**Request**. Starting at the beginning of the material and ending with the line that contains "Query: person in gray jacket", reproduce those lines with "straight edges" swapped for "line segments" and every other character unchanged.
-- Input for this task start --
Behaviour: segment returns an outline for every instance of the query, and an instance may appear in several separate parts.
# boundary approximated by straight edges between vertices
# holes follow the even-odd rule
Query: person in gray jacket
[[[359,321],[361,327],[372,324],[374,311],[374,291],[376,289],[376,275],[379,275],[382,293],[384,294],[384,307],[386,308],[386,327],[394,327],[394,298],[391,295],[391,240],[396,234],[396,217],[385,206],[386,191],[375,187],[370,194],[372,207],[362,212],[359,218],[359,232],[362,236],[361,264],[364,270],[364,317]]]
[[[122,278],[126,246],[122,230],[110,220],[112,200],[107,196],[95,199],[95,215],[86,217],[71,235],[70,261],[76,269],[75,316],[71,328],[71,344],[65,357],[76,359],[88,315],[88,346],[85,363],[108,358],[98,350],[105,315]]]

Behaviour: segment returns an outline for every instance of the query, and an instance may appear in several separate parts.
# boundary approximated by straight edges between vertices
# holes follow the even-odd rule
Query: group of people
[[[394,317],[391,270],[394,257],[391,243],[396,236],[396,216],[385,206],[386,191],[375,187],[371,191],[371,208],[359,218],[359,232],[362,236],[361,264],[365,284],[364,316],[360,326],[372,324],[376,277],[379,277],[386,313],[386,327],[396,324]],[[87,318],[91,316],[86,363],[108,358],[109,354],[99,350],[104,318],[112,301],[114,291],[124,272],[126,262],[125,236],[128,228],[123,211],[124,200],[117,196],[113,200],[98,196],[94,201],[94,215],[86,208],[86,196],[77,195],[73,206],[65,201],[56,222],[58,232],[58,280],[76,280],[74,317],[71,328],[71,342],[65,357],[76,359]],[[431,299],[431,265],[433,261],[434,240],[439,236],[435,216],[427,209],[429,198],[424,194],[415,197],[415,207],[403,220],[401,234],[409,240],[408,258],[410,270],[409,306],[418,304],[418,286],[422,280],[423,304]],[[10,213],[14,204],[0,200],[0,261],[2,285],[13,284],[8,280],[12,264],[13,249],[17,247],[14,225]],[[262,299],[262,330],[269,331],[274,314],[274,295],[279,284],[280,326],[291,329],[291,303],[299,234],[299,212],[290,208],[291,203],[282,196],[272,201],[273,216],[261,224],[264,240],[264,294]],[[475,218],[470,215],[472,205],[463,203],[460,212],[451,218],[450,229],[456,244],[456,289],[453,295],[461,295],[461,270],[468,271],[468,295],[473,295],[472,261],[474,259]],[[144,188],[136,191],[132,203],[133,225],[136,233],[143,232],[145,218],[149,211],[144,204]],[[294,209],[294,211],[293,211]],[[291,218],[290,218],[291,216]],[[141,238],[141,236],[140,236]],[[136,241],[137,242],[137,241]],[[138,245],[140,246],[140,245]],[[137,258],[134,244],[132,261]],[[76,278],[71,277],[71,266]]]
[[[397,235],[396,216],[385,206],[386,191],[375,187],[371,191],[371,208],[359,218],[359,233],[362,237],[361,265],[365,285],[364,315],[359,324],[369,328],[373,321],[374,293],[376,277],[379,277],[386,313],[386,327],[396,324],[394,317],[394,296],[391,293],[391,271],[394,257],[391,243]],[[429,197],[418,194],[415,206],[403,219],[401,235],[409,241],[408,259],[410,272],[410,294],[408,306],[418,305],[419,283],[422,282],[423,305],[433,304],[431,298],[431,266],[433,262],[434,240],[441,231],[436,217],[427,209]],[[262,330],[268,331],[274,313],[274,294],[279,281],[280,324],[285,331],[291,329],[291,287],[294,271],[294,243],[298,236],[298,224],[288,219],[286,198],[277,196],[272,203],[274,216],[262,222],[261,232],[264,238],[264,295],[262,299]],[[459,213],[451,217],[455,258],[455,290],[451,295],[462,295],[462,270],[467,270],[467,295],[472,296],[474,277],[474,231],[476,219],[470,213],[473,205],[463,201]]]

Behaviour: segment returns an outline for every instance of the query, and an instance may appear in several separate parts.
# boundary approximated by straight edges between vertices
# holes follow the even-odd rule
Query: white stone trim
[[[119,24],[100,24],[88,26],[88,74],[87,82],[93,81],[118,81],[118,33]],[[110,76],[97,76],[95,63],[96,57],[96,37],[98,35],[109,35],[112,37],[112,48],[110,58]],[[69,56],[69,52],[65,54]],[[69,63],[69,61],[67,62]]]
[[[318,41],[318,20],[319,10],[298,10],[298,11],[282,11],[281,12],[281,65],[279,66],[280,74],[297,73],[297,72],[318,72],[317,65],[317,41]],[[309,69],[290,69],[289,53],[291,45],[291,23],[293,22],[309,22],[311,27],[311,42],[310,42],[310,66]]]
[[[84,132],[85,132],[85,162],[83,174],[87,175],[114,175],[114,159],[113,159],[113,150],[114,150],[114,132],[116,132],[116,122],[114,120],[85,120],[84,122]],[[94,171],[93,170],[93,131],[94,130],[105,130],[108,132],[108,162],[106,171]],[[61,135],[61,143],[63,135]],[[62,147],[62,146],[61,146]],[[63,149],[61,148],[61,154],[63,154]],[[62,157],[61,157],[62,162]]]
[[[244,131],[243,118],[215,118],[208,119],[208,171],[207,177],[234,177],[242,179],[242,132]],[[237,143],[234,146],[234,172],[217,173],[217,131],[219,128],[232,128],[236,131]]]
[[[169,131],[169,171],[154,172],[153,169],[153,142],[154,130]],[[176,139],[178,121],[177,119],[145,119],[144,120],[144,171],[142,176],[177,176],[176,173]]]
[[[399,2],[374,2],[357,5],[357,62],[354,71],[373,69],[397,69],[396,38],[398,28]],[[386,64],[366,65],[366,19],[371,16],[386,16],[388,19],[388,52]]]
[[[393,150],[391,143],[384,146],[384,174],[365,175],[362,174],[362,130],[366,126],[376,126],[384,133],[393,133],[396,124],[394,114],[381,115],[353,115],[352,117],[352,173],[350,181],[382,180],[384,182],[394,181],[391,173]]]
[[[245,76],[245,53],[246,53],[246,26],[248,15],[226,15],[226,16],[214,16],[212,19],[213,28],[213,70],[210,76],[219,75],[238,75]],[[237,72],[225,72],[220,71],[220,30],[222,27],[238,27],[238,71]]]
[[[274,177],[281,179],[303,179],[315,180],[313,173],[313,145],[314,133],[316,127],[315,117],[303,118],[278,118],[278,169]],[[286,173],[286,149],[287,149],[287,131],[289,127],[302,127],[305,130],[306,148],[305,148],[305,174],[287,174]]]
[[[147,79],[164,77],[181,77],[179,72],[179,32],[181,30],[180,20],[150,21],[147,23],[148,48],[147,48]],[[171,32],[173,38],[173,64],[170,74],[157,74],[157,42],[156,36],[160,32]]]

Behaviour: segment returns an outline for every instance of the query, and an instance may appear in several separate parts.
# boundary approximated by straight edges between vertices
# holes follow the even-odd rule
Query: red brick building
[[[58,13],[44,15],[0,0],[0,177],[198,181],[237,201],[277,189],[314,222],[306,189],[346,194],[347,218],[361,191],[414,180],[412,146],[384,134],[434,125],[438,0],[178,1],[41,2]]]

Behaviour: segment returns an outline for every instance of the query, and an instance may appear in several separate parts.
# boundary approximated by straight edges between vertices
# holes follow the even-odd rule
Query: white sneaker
-- Input for this task end --
**The completed task**.
Behaviour: segment returns an outline for every instance of the query, and an instance may appear in several separate parts.
# boundary approximated by line segments between vertices
# holes follow the even-odd rule
Query: person in gray jacket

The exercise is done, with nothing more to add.